§ Data rows
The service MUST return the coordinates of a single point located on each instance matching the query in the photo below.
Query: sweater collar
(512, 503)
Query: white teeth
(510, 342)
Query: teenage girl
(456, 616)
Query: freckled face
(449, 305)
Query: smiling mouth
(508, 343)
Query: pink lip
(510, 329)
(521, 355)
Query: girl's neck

--

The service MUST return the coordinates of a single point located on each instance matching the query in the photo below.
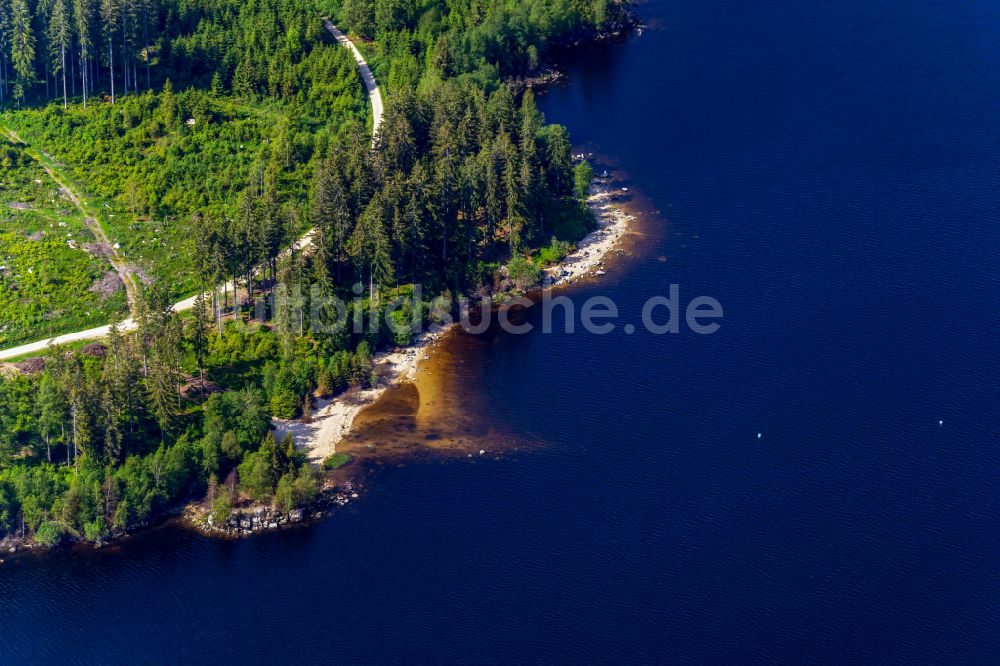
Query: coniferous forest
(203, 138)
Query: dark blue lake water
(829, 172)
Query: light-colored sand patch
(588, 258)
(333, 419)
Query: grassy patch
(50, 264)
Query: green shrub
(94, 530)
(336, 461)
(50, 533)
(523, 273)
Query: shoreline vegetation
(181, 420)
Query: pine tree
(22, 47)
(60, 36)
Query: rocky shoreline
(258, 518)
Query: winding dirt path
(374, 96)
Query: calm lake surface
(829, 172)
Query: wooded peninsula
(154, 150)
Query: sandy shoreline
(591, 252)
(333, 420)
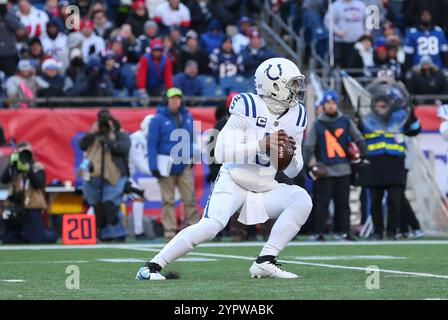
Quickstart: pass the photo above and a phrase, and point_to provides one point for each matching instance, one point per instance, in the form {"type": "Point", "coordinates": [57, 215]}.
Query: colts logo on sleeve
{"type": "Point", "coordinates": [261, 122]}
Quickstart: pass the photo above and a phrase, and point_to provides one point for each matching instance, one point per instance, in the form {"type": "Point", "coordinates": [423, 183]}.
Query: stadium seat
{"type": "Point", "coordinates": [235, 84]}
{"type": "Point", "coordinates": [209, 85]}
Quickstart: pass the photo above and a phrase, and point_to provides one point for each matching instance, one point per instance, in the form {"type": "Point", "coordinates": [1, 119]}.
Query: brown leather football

§ Given task
Reproduce the listing above verbatim, starting with the line that contains "Query: pine tree" and going on through the line that contains "Query: brown leather football", and include both of those lines. Leave the pictures out of your answer.

§ Task answer
Query: pine tree
(22, 47)
(60, 36)
Query: rocky shoreline
(258, 518)
Query: winding dirt path
(374, 96)
Query: calm lake surface
(829, 172)
Query: wooded peninsula
(154, 150)
Query: sandy shoreline
(591, 252)
(333, 420)
Quickstart: pass the photo above and a phrase, and point_to provides one point for each matching instance, one point per instance, in the form {"type": "Point", "coordinates": [57, 215]}.
Query: colts logo on sleeve
{"type": "Point", "coordinates": [261, 122]}
Quickstart: pass the photo above and a phrase, and point_to provides one point for each matching instance, one point per instance, in the form {"type": "Point", "coordinates": [423, 183]}.
Query: stadium seat
{"type": "Point", "coordinates": [235, 84]}
{"type": "Point", "coordinates": [209, 85]}
Quickstart: pass the photo above and a phrase, and point_to provides one point for each matching instance, one point per instance, in the form {"type": "Point", "coordinates": [1, 119]}.
Query: brown leather football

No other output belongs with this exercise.